Items stored from a collection:
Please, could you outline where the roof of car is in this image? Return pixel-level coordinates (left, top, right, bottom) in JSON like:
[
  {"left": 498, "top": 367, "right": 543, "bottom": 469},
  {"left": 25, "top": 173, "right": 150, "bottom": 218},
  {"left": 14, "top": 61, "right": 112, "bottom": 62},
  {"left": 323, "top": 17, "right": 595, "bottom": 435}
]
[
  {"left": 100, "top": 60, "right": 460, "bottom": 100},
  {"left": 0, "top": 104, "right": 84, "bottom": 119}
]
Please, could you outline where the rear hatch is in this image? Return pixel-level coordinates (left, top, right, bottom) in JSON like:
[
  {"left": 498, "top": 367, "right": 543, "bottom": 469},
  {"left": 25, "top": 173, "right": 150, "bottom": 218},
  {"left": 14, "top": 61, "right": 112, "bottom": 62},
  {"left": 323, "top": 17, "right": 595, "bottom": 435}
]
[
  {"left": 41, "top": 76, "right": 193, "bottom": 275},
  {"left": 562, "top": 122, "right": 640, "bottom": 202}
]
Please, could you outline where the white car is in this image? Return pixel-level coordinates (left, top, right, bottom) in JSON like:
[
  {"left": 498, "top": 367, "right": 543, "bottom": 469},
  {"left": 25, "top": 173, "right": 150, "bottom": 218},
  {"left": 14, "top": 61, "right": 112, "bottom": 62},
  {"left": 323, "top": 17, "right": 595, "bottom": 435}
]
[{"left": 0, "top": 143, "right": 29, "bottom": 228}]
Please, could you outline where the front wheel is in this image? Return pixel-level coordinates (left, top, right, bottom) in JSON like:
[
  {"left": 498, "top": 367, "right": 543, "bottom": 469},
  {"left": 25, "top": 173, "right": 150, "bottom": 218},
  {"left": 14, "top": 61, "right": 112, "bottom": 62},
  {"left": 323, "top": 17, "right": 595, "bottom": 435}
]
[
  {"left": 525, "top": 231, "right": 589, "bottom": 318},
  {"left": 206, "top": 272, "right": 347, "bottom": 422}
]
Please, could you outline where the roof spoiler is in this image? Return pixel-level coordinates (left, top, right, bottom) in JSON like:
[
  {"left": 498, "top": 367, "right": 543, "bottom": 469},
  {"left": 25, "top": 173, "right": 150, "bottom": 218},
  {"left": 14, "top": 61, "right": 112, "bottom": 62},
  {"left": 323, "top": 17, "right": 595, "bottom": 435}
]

**Exercise goal:** Please gather every line from the entries above that contains the word "roof". Case counts.

**Written answer:**
Please, could you outline where the roof of car is in this image? Return pixel-level coordinates (left, top, right, bottom) in JSON like:
Please, could you outline where the roof spoiler is in this image? Return pixel-level coordinates (left, top, right, bottom) in JSON like:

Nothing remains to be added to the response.